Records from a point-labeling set
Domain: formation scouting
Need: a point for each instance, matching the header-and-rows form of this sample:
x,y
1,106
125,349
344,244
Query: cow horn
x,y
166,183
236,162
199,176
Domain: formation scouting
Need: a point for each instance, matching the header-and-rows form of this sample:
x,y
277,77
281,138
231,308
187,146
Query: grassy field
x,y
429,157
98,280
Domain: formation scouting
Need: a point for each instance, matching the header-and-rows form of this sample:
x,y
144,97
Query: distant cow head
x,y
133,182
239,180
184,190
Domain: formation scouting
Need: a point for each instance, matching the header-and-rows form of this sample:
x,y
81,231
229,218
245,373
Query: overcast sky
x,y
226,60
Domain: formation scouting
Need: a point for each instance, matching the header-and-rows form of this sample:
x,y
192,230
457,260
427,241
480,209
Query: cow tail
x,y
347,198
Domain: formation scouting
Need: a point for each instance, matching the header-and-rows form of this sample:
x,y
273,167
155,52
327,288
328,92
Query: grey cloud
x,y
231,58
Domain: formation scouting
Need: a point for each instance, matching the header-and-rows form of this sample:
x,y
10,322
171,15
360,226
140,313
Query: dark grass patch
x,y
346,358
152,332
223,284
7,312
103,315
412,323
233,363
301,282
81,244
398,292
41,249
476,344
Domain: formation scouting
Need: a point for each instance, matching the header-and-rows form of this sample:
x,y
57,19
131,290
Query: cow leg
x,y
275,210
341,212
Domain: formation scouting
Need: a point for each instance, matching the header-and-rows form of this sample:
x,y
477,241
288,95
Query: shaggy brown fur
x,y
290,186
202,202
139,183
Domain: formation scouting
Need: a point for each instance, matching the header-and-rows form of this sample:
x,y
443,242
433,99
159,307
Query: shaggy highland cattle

**Set exercise**
Reproduce every one of the records above verbatim, keeping all lines in their original order.

**Written response**
Domain: formation scouting
Need: a point for each instance, matching the header-and-rows form of this sample:
x,y
1,106
125,349
344,244
Query: cow horn
x,y
166,183
236,162
199,176
Domain: formation scouting
Need: a point for each instance, matching the header-and-rows form of this sample:
x,y
277,77
281,138
231,308
187,146
Query: grassy field
x,y
429,157
98,280
Domain: formation scouting
Need: a point for each instance, matching the header-and-rows form of this sample:
x,y
144,97
Query: distant cow head
x,y
133,182
239,180
184,190
Domain: formation scouting
Need: a point for each instance, matching the header-and-rows form of this sample:
x,y
81,231
229,218
245,373
Query: overcast sky
x,y
226,60
Domain: formation scouting
Need: a point for each instance, matching the header-and-rows form of this sample:
x,y
192,230
457,260
427,241
480,209
Query: cow tail
x,y
347,198
Domain: formation scouting
Need: a point for each instance, matching the header-and-rows form of this sample:
x,y
273,167
155,52
327,288
328,92
Query: grey cloud
x,y
231,58
Domain: formation scouting
Need: a point for each instance, matching the header-and-rows form of this sample:
x,y
10,322
171,15
360,226
140,313
Query: dark grass patch
x,y
346,358
152,332
223,284
7,312
103,315
412,323
233,363
301,282
81,244
398,292
41,249
476,344
Domain: formation scouting
Need: a point for each instance, matching the header-and-rows form of this sample:
x,y
57,19
131,290
Query: cow leg
x,y
275,210
341,212
Domain: formation scouting
Need: a point for each instance, matching the header-and-rows form of this sample:
x,y
477,241
288,95
Query: shaggy brown fur
x,y
290,186
202,202
139,183
Domain: formation scouting
Need: a point for each instance, matching the header-and-rows form of this sample:
x,y
443,242
433,99
159,307
Query: shaggy highland cattle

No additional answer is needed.